_Problem:_ Print every entry below word for word, with no line changed.

_Data for the task:_
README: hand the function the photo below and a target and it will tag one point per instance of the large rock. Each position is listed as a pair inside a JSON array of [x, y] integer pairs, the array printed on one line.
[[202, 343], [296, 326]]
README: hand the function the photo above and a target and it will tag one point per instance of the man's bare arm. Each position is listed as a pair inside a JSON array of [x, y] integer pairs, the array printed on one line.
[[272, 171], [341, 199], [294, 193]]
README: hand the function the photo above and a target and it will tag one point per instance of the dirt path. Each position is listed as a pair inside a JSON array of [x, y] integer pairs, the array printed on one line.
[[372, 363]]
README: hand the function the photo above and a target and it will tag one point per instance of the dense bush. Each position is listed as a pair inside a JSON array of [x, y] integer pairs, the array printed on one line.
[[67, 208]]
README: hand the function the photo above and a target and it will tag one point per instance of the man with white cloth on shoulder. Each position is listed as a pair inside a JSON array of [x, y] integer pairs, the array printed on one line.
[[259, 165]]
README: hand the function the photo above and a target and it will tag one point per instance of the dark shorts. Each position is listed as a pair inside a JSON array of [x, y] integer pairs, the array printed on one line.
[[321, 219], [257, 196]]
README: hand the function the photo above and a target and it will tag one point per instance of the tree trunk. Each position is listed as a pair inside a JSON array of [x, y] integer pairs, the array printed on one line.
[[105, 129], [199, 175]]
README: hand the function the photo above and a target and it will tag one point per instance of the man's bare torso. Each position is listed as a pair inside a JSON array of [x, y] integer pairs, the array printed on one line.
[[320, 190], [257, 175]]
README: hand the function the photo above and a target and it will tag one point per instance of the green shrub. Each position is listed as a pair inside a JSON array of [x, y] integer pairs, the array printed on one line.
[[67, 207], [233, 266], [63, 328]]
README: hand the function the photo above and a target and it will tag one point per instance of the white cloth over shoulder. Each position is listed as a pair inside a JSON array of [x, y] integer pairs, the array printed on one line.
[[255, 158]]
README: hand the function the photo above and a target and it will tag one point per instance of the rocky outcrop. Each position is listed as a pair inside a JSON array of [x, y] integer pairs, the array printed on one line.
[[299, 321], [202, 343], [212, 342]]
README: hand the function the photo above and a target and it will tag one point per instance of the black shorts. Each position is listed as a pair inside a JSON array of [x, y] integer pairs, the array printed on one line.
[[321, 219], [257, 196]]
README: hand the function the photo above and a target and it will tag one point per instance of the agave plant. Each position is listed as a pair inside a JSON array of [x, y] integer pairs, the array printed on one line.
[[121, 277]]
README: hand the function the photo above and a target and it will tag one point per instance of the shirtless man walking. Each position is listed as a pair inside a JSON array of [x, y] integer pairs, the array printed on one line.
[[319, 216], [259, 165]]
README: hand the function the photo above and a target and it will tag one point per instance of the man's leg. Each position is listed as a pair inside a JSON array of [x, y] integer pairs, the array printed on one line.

_Result below:_
README: hand the function the photo below and a target and it will tag one point per instance of the large rock. Each position is listed as a pair inside a JSON array of [x, y] integer pairs, the array printed on one line.
[[202, 343], [296, 326]]
README: hand the function the photo above and a target and it will tag one point per instance of the man's bare arm. Each position is listed as a pair inside a JSON array of [x, y] integer pairs, the array printed on one line.
[[272, 171], [341, 199], [294, 193]]
README: hand the function the photo above and a target and it will tag one point per instance of the dirt path. Each position is listed as a pair inside a JSON array of [x, y] integer pairs, the array printed on one line.
[[372, 363]]
README: hand the function the photo above and a target and it will tag one point per instance of the dense bush. Each position is listed as a pair inside a JSON array of [x, y] integer pairs, the array printed on one line.
[[67, 208]]
README: hand the function the photo above and a target and it will tag one point per instance of the man with white cloth on shoulder. Each position is listed as a pair inside a JSON array of [x, y] integer pairs, the array printed on one line.
[[259, 165]]
README: hand the function the photo above and a target and it will tag one point per instance of the dark shorts. Each position is listed as a pair inside a JSON array of [x, y] integer pairs, the array printed on one line.
[[321, 219], [257, 196]]
README: hand the function the photo above and a target and it will tag one point per instance of the tree trunk. Each position is listed as a pair inside a JSON array of [x, y] integer pairs, the array printed on one line.
[[105, 129], [199, 175]]
README: hand the function the photo above and a target and it will tag one point per instance of the man's bare torso. Each position is listed as a pair inside a JSON array of [x, y] integer pairs, the array printed on one line.
[[320, 190], [257, 175]]
README: hand the function the photo above and a target and it will tag one point per instance of the green shrub. Each position is listed as a pair inside a JSON array of [x, y] integer pairs, the array printed on one line.
[[67, 207], [233, 266], [63, 328]]
README: hand the function the photo above and a target and it will tag one point per instance of the white cloth over shoulder. Each position is listed as a pair inside a JSON array of [x, y] integer pairs, the array printed on one line.
[[255, 158]]
README: hand the function the photo above and a target and it will tag one point per instance of the rocky outcrop. Each position is listed as a pair inside a JSON array of [x, y] integer pairs, the array printed on one line.
[[299, 321], [202, 343], [212, 342]]
README: hand the function the photo above and a target and it will tag one point per instance of the black shorts. Each position is listed as a pair inside a JSON array of [x, y] integer pairs, the array printed on one line.
[[321, 219], [257, 196]]
README: hand the function the photo above and a target and it will tag one point per instance of the agave plant. Each position is listed as a pair inside a JSON array of [x, y] integer pairs, the array printed on one line.
[[121, 277]]
README: hand the function the photo above and a target and it will tag one point per instance of the shirtless man walking. Each position is listed as a pair inside a JSON array of [x, y] integer pairs, the array printed on one line.
[[319, 216], [259, 165]]
README: hand the function the photo above and a target and it will tag one point per instance of the man's leg. Each position is listed as a pair inside a JSON array of [x, y] integer pairs, the array printed on one line.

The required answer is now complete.